*Challenge:* Print the records below word for word, but leave out the pictures.

(Rows from a pointing dataset)
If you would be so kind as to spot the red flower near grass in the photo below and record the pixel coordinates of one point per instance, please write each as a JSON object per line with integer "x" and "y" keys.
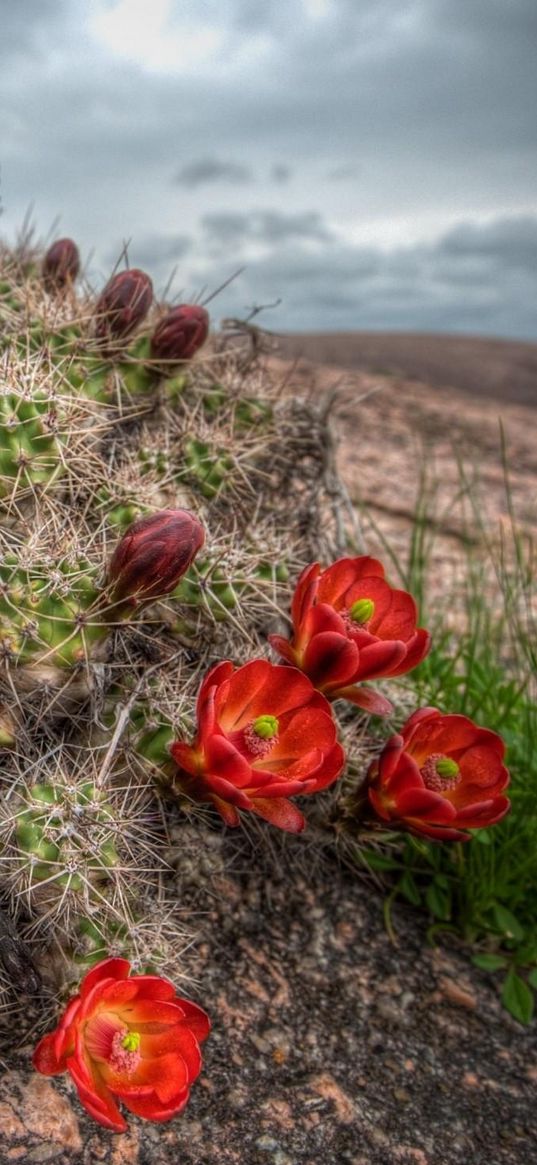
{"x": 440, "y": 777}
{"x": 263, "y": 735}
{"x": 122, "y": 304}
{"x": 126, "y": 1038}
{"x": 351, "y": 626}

*The result:*
If you would be so kind as to spot the red flower near grass in the photo below and record the pixel coordinates of one point per instance, please write each as a JSON object per line with integer "x" and "y" keys.
{"x": 440, "y": 777}
{"x": 263, "y": 735}
{"x": 122, "y": 304}
{"x": 126, "y": 1038}
{"x": 351, "y": 626}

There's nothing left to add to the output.